Mike- this seems like good forethought and division of labor. I need to get on my game a bit before starting flying over water of any kind- e.g. Lake Michigan this summer for Oshkosh.

Just curious- what raft do you carry?  Do you feel it's necessary in warm caribbean waters?  Do you keep a separate portable ELT clipped to one of the life jackets?

I initially got the raft for my Caribbean Circumnavigation trip. The longest leg we had was an 8 hour flight, 4 hours between any land. When you're in the middle of nowhere, doesn't matter how warm the water is. We also have some plans for northern flights. Been across the Great Lakes a bunch of times.

Not only for water though, I keep the raft in the plane most of the time. When we were flying over northern Canada, it provided an option for lake ditching or to provide shelter and emergency supplies in the even of an off-field landing in remote wilderness. The raft has a survival kit, canopy, and could be flipped over to be used for shelter on land.

[Set problem 1] Locate every line of the records below that contains the string "blurred", treating case as significant, and copy each such line.

[Data for processing]
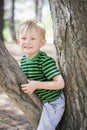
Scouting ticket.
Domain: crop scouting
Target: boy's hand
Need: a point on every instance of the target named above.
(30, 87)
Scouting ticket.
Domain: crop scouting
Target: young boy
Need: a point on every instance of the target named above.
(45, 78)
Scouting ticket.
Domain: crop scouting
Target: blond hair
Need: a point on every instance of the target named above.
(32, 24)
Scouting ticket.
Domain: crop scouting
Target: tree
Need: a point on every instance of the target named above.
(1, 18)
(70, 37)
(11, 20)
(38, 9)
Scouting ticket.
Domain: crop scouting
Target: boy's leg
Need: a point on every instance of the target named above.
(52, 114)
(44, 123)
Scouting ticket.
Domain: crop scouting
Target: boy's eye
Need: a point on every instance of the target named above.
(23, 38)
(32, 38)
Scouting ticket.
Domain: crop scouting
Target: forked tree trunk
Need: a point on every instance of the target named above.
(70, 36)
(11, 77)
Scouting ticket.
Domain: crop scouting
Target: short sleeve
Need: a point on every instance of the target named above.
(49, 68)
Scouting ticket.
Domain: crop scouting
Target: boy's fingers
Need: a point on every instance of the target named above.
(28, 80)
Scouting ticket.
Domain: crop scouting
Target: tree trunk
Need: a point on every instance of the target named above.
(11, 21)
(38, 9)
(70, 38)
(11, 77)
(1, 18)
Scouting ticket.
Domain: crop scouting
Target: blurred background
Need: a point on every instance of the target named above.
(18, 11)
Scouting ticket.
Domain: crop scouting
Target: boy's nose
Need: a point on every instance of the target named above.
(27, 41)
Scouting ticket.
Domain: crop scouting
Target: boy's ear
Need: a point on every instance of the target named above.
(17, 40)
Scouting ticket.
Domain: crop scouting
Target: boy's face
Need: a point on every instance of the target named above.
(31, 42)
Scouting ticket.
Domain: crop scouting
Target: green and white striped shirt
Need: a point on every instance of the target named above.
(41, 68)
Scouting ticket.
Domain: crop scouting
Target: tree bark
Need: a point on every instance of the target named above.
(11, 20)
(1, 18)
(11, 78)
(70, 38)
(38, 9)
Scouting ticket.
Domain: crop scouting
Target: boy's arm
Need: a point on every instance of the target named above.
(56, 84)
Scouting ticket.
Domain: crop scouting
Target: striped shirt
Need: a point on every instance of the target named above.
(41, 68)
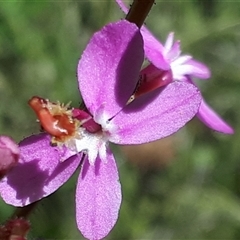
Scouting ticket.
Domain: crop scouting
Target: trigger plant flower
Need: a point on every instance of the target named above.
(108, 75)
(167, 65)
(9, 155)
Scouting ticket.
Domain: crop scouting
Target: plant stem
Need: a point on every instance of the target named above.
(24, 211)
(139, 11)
...
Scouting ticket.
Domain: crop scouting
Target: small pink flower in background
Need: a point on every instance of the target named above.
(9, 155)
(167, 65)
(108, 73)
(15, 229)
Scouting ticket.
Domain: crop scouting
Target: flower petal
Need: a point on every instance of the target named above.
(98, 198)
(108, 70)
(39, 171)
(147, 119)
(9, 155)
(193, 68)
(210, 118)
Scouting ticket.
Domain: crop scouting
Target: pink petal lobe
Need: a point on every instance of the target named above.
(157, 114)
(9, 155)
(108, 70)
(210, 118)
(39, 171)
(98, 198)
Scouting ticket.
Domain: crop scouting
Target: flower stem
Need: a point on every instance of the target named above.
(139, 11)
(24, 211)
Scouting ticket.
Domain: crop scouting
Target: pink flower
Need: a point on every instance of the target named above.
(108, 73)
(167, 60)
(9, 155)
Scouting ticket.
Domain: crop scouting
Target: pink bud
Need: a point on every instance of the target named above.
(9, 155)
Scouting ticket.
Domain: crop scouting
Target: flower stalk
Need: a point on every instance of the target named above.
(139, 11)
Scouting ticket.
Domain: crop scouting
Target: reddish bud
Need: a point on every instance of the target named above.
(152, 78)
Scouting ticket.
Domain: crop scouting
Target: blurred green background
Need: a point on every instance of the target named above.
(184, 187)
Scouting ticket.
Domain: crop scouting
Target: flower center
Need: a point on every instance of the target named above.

[Set problem 2] Write the next part of the forum post above about carrying a life raft in the plane, starting after its final sentence.

[Written response 1]
Target: blurred background
Target: blurred green background

[Written response 2]
I have this one http://www.aircraftspruce.com/catalog/pspages/revere_compact_4person_std_kit.php?clickkey=7363

It looks like they have a new offering not available before that seems to be a really good deal: http://www.aircraftspruce.com/catalog/pspages/eam-sk-747-4.php?clickkey=7363

Flying over water I keep it in easy reach on the back seat. Flying over land, I keep it in the baggage area as a survival kit/ballast. Makes it a little easier to get the nose up for a nice landing. I only take it out when I'm doing nothing but local flying for a while or extremely tight on weight.

I always have a ResQLink PLB in the seat pocket and for those trips a SPOT. So in the event of an emergency, I'd sound the onboard ELT once I'm committed to an emergency landing and try to get a relay on 121.5. Then take the PLB when ditching cause the plane will probably sink and the onboard ELT useless. But I would do my best to sound it before ditching so they could get a satellite fix on the position. Yeah, it's a 406ELT.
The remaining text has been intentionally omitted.